* Problem to solve:
Copy out the lines word for word, starting at the beginning of the rows and ending at the line that contains "pixel 154 274", with both ends included. Leave the pictures out of your answer.

* Record excerpts:
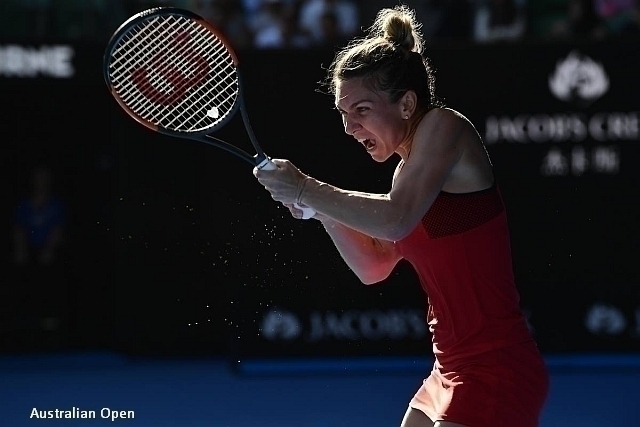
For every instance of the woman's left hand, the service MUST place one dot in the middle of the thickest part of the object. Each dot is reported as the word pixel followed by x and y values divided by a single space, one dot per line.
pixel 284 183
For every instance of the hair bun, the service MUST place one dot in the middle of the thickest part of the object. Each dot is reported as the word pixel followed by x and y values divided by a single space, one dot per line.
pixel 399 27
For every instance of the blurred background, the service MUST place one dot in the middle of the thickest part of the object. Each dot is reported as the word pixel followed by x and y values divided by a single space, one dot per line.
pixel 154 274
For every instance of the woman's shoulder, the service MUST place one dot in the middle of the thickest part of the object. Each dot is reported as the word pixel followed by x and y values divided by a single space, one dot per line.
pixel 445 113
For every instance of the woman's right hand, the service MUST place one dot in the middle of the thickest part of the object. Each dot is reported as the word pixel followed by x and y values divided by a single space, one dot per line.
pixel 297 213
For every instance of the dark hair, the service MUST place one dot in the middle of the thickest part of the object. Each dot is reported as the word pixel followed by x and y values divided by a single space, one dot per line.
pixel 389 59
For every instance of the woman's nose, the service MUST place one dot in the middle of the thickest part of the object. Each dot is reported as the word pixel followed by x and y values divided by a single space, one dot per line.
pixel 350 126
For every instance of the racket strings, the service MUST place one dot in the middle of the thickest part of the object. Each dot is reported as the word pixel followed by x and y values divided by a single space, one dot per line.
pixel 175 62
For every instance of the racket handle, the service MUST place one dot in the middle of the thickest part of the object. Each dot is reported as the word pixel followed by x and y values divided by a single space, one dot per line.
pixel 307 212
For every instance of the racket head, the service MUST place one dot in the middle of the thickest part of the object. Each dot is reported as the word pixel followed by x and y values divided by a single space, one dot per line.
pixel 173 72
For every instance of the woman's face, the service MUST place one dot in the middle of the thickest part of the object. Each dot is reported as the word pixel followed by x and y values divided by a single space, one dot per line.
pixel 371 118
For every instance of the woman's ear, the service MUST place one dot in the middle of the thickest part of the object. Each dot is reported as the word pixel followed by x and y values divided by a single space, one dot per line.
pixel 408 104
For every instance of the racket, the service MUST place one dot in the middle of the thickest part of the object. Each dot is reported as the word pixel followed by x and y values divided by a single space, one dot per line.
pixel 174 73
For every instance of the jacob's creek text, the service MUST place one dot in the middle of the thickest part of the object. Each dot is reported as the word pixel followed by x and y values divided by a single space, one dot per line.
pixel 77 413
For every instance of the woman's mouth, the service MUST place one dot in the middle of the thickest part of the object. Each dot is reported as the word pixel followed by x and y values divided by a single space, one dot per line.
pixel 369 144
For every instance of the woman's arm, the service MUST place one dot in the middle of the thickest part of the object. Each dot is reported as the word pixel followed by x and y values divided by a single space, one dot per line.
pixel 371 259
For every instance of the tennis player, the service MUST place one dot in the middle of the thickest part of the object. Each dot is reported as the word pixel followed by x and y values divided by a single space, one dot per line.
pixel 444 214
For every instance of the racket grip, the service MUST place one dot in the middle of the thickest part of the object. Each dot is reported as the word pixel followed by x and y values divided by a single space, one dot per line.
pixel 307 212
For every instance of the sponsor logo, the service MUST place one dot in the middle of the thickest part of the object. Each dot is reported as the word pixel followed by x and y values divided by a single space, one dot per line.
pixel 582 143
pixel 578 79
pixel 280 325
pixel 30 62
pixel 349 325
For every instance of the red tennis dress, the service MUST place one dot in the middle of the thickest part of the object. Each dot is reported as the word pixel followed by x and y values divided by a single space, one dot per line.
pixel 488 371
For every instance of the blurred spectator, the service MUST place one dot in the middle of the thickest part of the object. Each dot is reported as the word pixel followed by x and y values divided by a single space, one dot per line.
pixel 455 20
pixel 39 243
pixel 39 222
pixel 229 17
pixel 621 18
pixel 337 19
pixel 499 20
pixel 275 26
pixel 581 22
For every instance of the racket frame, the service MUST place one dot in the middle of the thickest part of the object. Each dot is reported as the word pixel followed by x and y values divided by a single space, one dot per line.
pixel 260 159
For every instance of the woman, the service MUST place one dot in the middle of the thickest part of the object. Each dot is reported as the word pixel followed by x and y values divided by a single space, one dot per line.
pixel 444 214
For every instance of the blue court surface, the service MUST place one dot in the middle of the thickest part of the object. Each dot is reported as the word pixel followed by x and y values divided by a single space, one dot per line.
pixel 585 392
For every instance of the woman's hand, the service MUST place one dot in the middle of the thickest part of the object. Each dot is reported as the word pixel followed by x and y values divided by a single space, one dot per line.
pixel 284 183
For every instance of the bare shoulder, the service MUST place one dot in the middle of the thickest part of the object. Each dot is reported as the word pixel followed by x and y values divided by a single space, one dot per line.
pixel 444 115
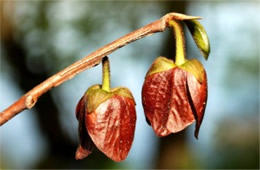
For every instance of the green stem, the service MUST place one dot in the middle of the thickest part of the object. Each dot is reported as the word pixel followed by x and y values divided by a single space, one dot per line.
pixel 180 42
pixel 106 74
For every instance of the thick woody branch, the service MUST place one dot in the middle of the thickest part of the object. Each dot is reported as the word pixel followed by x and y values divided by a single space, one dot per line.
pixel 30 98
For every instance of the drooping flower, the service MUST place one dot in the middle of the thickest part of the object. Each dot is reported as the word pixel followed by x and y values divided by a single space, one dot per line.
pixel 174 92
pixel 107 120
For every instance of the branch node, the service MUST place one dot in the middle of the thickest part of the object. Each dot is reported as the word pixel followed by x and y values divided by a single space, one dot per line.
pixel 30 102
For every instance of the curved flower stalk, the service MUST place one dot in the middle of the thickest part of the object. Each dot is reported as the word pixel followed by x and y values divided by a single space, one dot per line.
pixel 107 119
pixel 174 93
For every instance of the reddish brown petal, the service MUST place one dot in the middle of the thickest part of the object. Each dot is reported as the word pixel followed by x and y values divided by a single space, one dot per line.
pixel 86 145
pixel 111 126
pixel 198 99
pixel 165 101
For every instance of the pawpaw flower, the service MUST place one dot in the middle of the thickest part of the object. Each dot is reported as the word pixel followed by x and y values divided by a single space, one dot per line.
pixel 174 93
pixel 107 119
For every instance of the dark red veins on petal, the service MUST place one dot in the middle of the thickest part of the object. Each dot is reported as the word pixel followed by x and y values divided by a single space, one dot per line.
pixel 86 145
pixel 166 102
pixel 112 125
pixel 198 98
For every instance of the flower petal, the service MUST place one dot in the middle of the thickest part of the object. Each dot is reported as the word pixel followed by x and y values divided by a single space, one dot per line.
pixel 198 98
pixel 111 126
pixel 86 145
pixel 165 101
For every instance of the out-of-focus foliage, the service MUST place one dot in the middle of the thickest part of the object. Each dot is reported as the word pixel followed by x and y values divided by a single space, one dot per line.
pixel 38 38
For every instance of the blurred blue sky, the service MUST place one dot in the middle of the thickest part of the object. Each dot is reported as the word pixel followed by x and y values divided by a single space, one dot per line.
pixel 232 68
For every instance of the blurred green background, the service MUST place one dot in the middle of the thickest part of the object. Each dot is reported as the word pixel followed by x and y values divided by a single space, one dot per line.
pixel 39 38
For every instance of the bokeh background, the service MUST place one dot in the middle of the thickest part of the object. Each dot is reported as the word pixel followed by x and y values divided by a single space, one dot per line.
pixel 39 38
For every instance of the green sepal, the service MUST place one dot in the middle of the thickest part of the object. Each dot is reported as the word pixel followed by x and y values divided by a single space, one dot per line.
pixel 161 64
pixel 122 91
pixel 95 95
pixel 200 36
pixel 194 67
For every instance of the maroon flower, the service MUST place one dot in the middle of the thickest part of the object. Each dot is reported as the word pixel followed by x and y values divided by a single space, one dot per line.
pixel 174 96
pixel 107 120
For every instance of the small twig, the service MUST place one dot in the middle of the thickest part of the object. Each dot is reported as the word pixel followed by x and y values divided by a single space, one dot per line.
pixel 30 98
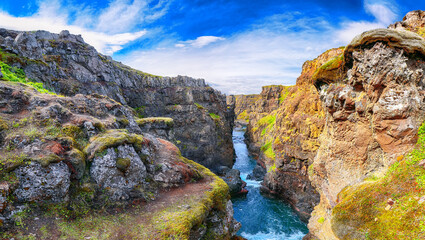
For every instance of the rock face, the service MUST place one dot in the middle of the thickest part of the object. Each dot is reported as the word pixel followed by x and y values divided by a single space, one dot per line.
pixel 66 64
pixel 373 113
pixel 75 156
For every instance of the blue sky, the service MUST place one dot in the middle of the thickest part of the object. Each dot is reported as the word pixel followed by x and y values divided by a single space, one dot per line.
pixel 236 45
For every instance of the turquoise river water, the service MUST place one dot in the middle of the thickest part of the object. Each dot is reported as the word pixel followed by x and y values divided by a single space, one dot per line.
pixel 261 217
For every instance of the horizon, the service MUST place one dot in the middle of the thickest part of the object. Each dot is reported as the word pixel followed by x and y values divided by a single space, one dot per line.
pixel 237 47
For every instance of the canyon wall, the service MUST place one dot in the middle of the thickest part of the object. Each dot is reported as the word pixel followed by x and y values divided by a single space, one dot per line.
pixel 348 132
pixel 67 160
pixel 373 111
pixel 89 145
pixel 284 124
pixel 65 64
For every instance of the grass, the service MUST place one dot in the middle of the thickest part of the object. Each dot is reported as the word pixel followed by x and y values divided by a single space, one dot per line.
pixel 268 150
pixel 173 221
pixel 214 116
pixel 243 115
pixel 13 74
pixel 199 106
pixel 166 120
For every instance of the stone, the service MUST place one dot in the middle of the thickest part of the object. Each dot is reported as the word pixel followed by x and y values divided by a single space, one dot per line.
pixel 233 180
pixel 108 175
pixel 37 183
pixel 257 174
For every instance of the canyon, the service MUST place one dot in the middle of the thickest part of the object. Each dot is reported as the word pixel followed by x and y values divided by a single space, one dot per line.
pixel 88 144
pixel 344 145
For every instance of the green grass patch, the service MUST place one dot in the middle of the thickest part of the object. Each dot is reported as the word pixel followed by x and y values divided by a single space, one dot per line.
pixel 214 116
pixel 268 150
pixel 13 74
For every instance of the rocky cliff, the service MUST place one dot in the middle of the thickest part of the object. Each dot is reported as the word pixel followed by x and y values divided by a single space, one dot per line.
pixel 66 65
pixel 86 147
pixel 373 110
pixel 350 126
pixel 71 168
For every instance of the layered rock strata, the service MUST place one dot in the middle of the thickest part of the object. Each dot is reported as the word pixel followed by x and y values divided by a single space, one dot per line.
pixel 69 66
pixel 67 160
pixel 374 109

* Answer to the task:
For every instance of the woman's left hand, the service MUST place one dot in the middle of the thickest part of the object. Each dot is reported as the word pixel followed by x and y values divided by a single space, one dot per line.
pixel 284 183
For every instance of the hair bun, the service MUST place one dot in the middle of the thickest part of the object. Each dot is reported as the word pixel followed by x and y values divided by a single space, one dot per line.
pixel 399 27
For every instance of the blurred background, the service MUST place one dot in the middle of the thickest part of the object. Each dot is reported as the word pixel followed by x and y values divided by a single space, one dot per line.
pixel 154 274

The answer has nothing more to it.